Entries from a point annotation set>
────────

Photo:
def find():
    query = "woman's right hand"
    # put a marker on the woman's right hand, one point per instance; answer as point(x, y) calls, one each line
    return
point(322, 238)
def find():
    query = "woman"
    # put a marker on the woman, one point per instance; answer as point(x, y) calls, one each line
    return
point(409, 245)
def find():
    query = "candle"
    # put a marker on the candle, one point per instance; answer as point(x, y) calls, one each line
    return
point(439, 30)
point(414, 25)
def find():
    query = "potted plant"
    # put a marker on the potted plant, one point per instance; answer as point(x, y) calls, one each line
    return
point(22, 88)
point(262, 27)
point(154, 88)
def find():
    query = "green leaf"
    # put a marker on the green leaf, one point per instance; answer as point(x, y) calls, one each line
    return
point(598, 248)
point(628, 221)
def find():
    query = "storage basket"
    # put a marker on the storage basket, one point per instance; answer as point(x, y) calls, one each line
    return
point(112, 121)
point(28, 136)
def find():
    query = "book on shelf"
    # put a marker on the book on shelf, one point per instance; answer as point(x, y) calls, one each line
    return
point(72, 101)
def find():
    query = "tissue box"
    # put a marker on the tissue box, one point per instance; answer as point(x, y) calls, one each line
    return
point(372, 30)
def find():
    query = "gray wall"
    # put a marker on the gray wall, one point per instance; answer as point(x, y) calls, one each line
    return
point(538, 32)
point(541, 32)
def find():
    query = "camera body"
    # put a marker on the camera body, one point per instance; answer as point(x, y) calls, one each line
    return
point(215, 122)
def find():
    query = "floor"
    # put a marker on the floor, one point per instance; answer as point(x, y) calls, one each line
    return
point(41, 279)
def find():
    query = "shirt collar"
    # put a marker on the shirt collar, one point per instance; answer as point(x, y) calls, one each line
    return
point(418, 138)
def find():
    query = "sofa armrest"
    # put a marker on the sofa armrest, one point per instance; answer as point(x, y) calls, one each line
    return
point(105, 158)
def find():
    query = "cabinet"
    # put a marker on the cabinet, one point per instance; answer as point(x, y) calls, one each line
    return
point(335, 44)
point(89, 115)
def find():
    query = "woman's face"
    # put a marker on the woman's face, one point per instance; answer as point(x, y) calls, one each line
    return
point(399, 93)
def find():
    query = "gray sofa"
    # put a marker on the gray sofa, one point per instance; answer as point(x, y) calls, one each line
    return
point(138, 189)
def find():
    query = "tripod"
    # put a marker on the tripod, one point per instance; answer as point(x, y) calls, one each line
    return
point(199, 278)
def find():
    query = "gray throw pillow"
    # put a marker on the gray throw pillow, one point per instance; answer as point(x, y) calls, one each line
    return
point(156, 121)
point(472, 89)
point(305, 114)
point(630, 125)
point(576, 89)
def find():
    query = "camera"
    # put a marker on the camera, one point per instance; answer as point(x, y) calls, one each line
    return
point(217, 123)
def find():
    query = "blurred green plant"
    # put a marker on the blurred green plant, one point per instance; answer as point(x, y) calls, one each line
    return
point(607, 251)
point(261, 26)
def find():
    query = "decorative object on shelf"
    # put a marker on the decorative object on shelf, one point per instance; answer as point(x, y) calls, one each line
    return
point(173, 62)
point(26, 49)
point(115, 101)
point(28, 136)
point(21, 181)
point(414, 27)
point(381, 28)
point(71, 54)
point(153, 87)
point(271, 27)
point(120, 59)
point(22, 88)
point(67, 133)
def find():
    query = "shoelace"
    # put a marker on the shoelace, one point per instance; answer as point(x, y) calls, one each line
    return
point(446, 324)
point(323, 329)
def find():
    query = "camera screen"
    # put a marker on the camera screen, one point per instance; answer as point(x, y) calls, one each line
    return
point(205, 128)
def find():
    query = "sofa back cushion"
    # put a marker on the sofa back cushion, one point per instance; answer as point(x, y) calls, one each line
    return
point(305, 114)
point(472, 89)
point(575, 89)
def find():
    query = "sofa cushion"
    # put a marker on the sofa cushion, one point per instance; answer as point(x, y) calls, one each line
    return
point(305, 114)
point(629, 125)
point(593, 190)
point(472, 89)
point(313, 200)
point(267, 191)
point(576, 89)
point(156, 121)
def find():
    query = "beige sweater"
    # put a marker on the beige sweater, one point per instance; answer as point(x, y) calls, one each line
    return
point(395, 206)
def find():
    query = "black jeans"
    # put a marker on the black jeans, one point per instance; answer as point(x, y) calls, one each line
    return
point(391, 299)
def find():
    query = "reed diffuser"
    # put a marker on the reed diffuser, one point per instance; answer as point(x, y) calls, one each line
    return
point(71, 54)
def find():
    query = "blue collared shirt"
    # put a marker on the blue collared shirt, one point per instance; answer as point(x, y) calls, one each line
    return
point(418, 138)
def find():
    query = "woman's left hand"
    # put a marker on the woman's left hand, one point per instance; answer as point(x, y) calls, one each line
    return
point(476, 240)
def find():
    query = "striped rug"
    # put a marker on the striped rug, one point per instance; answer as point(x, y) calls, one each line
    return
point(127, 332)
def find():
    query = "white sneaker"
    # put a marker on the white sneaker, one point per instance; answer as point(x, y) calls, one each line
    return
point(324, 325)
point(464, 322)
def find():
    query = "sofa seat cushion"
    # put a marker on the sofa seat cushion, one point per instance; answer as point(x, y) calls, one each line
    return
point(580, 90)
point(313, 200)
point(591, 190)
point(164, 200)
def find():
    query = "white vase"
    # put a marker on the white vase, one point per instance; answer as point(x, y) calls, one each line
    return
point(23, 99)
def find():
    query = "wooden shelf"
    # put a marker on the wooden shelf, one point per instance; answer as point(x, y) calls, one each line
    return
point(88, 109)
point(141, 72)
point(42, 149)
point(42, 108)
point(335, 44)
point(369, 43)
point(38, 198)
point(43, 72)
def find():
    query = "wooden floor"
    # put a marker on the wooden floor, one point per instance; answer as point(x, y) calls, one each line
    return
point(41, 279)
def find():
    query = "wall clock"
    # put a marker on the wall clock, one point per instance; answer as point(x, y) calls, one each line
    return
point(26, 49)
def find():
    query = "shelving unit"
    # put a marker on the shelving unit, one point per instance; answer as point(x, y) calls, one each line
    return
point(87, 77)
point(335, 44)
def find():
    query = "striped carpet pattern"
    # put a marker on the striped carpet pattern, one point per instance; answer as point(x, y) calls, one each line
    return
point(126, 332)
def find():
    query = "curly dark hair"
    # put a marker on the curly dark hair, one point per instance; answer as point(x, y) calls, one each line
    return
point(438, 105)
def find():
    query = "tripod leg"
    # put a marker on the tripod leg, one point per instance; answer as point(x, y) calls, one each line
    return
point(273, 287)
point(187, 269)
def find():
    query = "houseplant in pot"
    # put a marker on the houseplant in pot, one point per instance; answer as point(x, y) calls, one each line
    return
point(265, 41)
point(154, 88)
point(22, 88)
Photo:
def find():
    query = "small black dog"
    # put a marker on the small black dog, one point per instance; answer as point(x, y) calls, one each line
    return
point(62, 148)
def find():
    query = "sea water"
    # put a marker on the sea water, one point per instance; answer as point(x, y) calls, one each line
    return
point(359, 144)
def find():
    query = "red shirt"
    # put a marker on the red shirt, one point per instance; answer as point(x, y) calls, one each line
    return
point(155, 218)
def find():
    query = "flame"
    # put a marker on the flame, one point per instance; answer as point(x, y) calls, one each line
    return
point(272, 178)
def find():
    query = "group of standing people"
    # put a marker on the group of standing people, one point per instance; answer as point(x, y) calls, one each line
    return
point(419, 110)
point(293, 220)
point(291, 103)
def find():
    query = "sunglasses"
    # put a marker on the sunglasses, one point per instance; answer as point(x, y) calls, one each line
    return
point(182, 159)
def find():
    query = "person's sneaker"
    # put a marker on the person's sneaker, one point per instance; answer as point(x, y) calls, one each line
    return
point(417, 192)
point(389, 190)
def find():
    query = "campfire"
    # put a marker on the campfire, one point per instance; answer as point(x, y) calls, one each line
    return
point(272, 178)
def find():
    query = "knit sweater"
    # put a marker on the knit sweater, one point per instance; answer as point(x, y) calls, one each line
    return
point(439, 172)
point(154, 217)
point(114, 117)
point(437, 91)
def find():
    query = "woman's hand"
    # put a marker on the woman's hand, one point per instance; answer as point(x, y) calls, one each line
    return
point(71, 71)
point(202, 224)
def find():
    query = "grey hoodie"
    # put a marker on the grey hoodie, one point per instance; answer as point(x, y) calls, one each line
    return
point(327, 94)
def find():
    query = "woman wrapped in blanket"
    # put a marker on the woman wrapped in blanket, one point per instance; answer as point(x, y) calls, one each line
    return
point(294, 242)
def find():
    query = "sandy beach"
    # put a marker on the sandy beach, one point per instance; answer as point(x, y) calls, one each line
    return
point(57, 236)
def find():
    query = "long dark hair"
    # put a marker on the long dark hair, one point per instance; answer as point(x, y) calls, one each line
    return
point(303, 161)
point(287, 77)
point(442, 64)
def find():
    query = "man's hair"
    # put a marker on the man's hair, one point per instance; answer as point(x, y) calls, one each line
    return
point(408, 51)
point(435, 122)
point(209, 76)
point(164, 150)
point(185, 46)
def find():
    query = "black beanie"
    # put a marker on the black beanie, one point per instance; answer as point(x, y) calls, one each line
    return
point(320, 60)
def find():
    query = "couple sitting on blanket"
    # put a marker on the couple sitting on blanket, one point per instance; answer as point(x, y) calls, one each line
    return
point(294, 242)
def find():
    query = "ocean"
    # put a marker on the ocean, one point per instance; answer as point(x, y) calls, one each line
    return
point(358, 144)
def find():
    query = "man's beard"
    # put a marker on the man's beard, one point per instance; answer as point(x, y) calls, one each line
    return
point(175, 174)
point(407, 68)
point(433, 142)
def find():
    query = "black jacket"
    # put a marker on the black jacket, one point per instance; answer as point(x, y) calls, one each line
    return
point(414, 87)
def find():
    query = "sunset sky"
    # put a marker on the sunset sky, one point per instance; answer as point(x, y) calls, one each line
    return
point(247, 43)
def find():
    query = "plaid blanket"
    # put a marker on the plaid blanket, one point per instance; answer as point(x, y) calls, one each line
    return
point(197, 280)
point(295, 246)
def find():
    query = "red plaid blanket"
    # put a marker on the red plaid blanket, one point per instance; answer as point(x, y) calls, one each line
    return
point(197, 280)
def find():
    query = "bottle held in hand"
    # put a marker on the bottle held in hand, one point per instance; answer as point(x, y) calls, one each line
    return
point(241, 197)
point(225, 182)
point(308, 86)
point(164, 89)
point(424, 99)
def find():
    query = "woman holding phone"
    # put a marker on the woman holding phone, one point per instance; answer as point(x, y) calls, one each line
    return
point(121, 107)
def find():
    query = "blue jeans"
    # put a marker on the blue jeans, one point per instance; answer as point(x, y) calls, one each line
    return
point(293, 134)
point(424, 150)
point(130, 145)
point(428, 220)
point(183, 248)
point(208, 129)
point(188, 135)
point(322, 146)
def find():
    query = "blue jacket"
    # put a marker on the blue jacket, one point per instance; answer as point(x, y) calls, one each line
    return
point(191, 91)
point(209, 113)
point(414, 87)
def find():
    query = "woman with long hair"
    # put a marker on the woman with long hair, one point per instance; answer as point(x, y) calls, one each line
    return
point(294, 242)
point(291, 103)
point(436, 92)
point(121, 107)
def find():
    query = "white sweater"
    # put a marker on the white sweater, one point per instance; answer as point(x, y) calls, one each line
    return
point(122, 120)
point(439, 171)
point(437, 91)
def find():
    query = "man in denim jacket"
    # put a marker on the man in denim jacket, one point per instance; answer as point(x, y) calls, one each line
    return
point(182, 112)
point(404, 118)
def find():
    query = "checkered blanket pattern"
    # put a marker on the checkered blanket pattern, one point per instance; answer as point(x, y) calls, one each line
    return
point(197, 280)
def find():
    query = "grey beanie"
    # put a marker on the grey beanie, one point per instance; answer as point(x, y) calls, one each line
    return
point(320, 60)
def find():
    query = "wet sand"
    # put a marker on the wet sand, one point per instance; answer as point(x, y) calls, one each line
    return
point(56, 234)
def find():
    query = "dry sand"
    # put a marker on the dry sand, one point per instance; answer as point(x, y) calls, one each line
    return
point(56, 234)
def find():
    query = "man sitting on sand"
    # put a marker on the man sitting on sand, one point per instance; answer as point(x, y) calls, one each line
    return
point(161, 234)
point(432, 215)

────────

Required task>
Arrange everything from the start of the material down to and including the line that contains "point(409, 245)" as a numbered list, leaving out any blank lines.

Final result>
1. Photo:
2. def find():
3.     query = "woman's right hand"
4.     # put a marker on the woman's right hand, one point per instance; answer as point(x, y) calls, one each line
5.     return
6. point(322, 238)
7. def find():
8.     query = "woman"
9.     # put a marker on the woman, one point per instance; answer as point(x, y) calls, one each line
10.     return
11. point(409, 245)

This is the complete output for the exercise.